◆ Task to complete: Every line below should come back exactly as written, though the pictures stay out.

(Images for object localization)
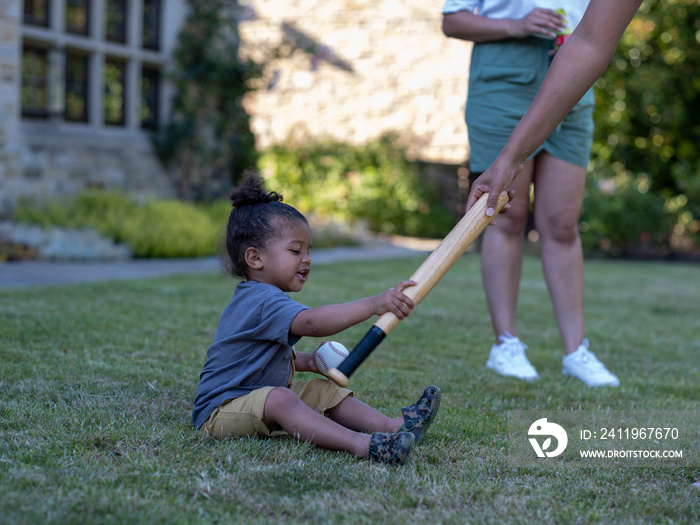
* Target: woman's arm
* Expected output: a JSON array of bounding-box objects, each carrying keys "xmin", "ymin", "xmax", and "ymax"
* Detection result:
[
  {"xmin": 442, "ymin": 8, "xmax": 565, "ymax": 43},
  {"xmin": 466, "ymin": 0, "xmax": 644, "ymax": 215}
]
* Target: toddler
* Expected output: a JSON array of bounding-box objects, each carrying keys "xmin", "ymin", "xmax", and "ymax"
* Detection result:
[{"xmin": 192, "ymin": 172, "xmax": 440, "ymax": 465}]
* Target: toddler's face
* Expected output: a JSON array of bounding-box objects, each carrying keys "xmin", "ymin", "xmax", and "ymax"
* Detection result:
[{"xmin": 253, "ymin": 219, "xmax": 312, "ymax": 292}]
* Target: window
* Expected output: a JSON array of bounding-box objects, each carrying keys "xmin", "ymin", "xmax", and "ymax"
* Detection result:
[
  {"xmin": 65, "ymin": 52, "xmax": 89, "ymax": 122},
  {"xmin": 21, "ymin": 46, "xmax": 49, "ymax": 119},
  {"xmin": 66, "ymin": 0, "xmax": 90, "ymax": 36},
  {"xmin": 104, "ymin": 59, "xmax": 126, "ymax": 126},
  {"xmin": 24, "ymin": 0, "xmax": 50, "ymax": 27},
  {"xmin": 20, "ymin": 0, "xmax": 169, "ymax": 133},
  {"xmin": 105, "ymin": 0, "xmax": 127, "ymax": 43},
  {"xmin": 141, "ymin": 67, "xmax": 160, "ymax": 129},
  {"xmin": 142, "ymin": 0, "xmax": 161, "ymax": 50}
]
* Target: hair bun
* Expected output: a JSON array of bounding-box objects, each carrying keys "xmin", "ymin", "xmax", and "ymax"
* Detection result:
[{"xmin": 230, "ymin": 171, "xmax": 283, "ymax": 207}]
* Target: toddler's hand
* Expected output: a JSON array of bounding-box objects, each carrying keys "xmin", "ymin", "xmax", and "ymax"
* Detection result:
[
  {"xmin": 372, "ymin": 280, "xmax": 416, "ymax": 319},
  {"xmin": 297, "ymin": 350, "xmax": 321, "ymax": 374}
]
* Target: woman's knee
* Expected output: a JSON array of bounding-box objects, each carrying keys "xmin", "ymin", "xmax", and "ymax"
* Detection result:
[{"xmin": 536, "ymin": 215, "xmax": 580, "ymax": 244}]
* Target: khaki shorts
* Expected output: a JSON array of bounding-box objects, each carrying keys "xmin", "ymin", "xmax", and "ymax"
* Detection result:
[{"xmin": 200, "ymin": 378, "xmax": 353, "ymax": 439}]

◆ Answer box:
* Target: woman's arm
* Expected output: a JSON array of bounding-box objects, each carrying keys "xmin", "ymin", "xmax", and "ymax"
* Detection result:
[
  {"xmin": 442, "ymin": 8, "xmax": 565, "ymax": 43},
  {"xmin": 466, "ymin": 0, "xmax": 644, "ymax": 215}
]
* Target: toddler
* Expected output: a JSON array of bounding-box objects, each carrying keys "xmin", "ymin", "xmax", and "ymax"
* Detection result:
[{"xmin": 192, "ymin": 172, "xmax": 440, "ymax": 465}]
* Target: toddler's face
* Expected output: a JSON array of bounding-box objects, each carrying keys "xmin", "ymin", "xmax", and "ymax"
* Detection result:
[{"xmin": 253, "ymin": 219, "xmax": 312, "ymax": 292}]
* Target: window
* Expected output: a JSON array of bounding-box objects, each carrying keys "xmin", "ymin", "xmax", and "ymax"
* Detection result:
[
  {"xmin": 65, "ymin": 52, "xmax": 89, "ymax": 122},
  {"xmin": 21, "ymin": 46, "xmax": 49, "ymax": 119},
  {"xmin": 66, "ymin": 0, "xmax": 90, "ymax": 36},
  {"xmin": 104, "ymin": 59, "xmax": 126, "ymax": 126},
  {"xmin": 24, "ymin": 0, "xmax": 50, "ymax": 27},
  {"xmin": 20, "ymin": 0, "xmax": 169, "ymax": 133},
  {"xmin": 105, "ymin": 0, "xmax": 127, "ymax": 43},
  {"xmin": 141, "ymin": 67, "xmax": 160, "ymax": 129},
  {"xmin": 142, "ymin": 0, "xmax": 161, "ymax": 50}
]
* Target: hair bun
* Expected output: a JSON array of bounding-box objects, each carrying keys "xmin", "ymin", "xmax", and "ymax"
* Detection result:
[{"xmin": 230, "ymin": 171, "xmax": 283, "ymax": 207}]
* Target: toddler's hand
* Expected output: a JSON array of bounding-box objects, each carrying keys "xmin", "ymin", "xmax", and "ymax"
* Detection result:
[
  {"xmin": 372, "ymin": 280, "xmax": 416, "ymax": 319},
  {"xmin": 297, "ymin": 350, "xmax": 321, "ymax": 374}
]
* Target: woman's knee
* Expected output: a JSON array of bounding-box objects, each carrying keys "xmin", "ymin", "xmax", and "ymax"
* Detection result:
[{"xmin": 536, "ymin": 215, "xmax": 580, "ymax": 244}]
* Target: khaki shorts
* Expected output: a JSON array of bounding-box objects, each carrying keys "xmin", "ymin", "xmax", and "ymax"
* Detection result:
[{"xmin": 200, "ymin": 378, "xmax": 353, "ymax": 439}]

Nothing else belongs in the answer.